____ Extracted records

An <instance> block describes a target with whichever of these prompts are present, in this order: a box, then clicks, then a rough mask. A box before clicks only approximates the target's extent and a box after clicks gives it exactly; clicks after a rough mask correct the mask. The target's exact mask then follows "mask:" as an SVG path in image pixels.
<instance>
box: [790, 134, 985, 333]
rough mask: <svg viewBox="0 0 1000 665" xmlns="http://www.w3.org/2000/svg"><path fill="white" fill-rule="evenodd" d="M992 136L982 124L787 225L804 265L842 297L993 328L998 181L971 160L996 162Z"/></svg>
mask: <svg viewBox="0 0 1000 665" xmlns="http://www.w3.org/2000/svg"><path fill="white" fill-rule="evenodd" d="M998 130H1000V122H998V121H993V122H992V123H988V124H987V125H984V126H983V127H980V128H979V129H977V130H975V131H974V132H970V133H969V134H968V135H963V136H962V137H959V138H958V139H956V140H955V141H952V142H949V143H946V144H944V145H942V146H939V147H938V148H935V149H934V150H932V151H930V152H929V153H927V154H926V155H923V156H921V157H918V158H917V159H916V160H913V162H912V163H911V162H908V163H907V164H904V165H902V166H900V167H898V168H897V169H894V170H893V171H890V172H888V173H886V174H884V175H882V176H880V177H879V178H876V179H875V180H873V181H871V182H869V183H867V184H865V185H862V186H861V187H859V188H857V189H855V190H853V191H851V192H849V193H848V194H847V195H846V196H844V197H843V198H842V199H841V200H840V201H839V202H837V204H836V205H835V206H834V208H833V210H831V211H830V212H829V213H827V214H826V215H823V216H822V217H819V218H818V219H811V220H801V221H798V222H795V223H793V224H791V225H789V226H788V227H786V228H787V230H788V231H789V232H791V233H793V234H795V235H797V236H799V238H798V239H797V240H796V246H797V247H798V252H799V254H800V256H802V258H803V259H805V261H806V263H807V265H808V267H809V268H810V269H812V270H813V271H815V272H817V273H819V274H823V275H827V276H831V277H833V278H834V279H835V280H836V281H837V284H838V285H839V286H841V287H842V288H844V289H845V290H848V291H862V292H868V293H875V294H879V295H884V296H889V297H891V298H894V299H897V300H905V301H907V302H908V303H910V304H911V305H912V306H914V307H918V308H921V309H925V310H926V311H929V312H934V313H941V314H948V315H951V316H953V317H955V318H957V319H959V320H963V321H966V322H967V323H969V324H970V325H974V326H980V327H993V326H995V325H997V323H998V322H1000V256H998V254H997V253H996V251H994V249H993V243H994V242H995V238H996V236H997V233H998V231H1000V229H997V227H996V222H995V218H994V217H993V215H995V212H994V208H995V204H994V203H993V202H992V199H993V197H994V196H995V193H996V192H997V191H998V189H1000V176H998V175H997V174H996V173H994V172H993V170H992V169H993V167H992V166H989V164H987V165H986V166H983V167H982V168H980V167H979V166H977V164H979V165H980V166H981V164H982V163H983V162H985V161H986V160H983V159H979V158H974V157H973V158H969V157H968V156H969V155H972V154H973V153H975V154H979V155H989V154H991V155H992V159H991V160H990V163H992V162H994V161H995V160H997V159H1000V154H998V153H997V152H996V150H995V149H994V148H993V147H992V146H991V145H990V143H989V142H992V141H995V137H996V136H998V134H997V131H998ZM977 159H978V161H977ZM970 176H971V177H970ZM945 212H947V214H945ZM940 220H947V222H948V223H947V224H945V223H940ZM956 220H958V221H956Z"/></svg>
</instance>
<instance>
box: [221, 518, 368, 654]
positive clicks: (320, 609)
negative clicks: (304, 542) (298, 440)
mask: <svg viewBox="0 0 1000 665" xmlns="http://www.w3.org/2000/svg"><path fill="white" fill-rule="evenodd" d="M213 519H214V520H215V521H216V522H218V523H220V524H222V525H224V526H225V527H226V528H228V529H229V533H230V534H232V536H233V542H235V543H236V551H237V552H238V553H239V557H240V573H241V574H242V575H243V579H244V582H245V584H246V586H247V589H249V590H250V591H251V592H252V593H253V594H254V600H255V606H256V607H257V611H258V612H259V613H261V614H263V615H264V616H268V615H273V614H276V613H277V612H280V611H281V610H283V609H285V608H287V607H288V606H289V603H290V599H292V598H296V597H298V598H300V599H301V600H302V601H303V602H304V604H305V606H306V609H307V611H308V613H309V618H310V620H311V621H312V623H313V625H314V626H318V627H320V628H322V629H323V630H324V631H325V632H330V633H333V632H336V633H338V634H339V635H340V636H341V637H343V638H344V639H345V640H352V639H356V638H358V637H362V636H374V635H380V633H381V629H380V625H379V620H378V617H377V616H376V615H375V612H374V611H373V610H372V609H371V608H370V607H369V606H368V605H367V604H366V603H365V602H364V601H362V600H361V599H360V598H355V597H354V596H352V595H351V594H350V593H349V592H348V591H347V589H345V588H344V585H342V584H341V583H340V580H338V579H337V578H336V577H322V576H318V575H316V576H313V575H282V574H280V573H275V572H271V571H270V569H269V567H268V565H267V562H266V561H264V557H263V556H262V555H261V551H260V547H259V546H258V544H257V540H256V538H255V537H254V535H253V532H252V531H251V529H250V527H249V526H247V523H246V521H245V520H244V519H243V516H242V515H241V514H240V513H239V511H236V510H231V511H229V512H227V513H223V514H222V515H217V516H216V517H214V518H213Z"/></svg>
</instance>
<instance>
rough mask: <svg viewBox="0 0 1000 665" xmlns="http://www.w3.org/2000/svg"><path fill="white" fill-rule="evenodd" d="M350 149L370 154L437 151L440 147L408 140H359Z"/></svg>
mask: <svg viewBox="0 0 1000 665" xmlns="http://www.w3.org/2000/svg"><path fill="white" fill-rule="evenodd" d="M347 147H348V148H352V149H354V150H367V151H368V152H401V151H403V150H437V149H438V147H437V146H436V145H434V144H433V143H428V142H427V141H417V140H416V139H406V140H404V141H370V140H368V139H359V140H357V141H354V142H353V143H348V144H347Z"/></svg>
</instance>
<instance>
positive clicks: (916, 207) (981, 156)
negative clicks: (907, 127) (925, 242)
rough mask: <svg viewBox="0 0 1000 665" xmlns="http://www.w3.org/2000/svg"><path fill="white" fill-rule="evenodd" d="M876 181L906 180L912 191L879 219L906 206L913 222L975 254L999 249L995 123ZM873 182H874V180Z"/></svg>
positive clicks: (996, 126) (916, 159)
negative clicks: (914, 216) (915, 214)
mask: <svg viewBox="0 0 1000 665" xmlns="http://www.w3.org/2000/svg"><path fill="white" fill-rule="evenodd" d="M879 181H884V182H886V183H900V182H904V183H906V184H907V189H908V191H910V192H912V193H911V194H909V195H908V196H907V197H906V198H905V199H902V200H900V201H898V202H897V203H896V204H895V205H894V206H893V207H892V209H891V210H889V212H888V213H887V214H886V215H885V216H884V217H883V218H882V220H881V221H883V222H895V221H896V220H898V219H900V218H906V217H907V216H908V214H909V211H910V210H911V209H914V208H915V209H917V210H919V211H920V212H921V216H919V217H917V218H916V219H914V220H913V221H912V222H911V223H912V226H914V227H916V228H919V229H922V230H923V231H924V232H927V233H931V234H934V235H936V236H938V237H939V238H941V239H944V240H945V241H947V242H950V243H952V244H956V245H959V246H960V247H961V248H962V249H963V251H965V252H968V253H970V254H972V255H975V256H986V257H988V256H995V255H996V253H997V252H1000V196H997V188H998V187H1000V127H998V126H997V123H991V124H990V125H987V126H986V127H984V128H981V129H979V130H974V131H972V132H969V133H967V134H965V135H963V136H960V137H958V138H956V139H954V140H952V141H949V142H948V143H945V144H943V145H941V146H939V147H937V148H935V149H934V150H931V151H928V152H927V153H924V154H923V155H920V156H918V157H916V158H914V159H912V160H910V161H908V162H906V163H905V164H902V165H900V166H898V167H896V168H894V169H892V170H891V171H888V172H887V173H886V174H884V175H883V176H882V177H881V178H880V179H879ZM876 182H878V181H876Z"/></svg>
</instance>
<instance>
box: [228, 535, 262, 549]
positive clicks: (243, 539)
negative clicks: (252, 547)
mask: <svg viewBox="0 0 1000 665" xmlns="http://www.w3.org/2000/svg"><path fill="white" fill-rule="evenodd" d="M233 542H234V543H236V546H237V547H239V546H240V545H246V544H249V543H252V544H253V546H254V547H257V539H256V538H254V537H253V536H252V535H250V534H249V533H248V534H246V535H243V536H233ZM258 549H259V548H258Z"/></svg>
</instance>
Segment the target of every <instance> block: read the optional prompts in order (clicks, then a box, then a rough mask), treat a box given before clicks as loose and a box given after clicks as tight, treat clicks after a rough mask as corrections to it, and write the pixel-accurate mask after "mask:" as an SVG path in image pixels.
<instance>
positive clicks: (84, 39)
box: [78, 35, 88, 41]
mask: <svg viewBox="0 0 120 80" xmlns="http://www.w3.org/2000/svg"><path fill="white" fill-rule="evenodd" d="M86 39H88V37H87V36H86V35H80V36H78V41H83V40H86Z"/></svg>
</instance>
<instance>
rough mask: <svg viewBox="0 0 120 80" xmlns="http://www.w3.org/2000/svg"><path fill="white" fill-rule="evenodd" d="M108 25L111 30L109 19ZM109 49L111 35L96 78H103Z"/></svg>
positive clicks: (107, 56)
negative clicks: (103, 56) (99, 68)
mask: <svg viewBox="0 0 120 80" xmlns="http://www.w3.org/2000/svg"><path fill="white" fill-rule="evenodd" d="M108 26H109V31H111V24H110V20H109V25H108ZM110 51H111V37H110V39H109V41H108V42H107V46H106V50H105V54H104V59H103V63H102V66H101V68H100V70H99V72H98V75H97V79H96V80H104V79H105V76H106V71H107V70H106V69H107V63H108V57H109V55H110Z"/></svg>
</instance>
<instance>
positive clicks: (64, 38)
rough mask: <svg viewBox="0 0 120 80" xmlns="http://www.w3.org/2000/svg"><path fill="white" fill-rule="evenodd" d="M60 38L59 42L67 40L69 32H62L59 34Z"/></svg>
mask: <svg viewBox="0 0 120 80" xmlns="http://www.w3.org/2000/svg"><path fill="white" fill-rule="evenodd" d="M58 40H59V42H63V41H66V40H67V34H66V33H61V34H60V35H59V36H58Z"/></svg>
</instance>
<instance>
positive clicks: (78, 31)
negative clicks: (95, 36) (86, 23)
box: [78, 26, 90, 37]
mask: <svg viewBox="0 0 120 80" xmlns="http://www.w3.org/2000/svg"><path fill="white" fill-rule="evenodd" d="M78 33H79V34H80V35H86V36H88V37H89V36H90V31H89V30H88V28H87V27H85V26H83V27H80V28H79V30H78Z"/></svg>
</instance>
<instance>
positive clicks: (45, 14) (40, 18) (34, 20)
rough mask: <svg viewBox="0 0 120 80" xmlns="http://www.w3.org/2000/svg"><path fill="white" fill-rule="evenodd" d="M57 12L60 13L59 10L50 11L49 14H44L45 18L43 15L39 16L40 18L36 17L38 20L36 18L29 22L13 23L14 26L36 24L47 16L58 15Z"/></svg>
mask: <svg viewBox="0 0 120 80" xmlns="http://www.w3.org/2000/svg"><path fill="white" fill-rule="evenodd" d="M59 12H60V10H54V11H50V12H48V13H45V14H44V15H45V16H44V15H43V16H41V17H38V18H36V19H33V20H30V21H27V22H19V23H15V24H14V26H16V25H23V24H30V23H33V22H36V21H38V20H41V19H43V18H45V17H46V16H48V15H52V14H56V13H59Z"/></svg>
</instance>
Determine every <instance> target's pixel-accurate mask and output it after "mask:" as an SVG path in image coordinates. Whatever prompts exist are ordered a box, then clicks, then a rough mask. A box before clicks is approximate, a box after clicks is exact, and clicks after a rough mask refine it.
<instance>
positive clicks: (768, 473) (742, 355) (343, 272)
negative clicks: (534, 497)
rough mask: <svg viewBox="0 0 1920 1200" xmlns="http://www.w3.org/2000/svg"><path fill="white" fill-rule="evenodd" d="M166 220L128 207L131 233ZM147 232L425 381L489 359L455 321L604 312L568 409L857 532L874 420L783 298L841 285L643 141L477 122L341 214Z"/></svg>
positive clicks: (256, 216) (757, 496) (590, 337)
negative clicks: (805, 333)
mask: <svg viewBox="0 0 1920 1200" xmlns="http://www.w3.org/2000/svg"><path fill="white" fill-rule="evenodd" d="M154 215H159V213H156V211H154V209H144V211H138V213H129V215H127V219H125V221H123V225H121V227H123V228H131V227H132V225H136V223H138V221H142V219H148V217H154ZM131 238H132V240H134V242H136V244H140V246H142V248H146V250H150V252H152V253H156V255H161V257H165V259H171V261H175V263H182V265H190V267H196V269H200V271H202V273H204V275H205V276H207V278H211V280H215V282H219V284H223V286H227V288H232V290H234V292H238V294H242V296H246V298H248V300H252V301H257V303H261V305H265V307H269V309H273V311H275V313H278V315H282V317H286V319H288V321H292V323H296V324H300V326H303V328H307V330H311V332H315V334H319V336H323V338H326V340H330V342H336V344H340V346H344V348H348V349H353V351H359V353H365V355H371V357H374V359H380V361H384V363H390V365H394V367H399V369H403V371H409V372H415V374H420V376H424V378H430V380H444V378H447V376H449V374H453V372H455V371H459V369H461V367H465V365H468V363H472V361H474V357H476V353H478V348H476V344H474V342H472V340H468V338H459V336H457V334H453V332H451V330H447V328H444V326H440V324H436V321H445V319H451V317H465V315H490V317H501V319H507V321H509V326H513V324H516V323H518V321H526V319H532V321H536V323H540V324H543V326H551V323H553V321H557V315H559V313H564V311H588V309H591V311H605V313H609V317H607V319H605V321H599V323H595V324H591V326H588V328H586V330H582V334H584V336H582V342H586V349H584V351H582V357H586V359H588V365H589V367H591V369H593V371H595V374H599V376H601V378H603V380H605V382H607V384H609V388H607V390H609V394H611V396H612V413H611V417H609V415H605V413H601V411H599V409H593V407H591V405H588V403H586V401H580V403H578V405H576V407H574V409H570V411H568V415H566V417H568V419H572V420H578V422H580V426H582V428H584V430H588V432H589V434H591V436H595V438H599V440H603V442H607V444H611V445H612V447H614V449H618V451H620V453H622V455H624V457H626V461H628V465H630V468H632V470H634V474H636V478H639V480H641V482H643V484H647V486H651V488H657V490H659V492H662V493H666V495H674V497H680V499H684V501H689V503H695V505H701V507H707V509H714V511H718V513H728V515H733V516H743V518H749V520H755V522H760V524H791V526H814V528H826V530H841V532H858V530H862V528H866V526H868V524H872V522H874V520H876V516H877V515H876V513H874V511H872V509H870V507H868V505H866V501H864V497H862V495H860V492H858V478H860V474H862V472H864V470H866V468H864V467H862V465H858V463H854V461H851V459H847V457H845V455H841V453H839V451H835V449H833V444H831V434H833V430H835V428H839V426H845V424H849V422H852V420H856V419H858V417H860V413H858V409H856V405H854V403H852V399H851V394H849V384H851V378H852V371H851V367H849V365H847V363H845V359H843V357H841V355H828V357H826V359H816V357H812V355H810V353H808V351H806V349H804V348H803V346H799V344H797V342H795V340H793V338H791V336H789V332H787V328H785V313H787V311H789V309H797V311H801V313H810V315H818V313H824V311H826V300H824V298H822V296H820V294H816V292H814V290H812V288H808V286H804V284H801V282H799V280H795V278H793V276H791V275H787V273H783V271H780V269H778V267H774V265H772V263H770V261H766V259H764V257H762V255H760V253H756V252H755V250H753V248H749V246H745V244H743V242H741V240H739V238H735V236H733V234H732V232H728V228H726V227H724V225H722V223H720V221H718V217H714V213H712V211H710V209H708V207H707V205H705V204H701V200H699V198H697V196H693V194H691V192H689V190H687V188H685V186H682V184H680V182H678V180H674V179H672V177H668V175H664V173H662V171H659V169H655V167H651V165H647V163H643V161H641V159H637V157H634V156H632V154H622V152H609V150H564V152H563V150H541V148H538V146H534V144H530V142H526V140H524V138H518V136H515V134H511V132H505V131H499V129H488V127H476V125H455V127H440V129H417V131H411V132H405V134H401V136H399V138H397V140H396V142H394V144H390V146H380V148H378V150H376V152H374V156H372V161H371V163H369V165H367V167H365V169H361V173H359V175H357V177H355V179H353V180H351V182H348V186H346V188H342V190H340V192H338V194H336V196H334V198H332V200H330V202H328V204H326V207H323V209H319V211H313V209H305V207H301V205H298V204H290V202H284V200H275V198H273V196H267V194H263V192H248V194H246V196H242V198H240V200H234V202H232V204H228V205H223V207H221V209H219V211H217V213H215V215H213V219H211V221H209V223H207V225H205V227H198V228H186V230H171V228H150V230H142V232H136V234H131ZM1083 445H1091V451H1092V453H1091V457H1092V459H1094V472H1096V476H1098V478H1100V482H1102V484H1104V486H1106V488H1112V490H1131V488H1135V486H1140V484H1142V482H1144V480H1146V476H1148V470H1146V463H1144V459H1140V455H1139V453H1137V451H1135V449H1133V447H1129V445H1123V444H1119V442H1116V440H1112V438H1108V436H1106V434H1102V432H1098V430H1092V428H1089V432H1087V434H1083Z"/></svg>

________

### Your instructions
Recast the records as a Markdown table with columns Row and Line, leaving out blank lines. Begin at the start of the records and stop after the line that contains "136L982 124L787 225L804".

### Your response
| Row | Line |
|---|---|
| 1 | An <instance> block describes a target with whichever of these prompts are present, in this order: a box, then clicks, then a rough mask. A box before clicks only approximates the target's extent and a box after clicks gives it exactly; clicks after a rough mask correct the mask. The target's exact mask then follows "mask:" as an SVG path in image pixels. |
| 2 | <instance> |
| 3 | box: [790, 134, 985, 333] |
| 4 | rough mask: <svg viewBox="0 0 1000 665" xmlns="http://www.w3.org/2000/svg"><path fill="white" fill-rule="evenodd" d="M992 136L982 124L787 225L804 265L842 297L993 328L998 181L971 160L996 162Z"/></svg> |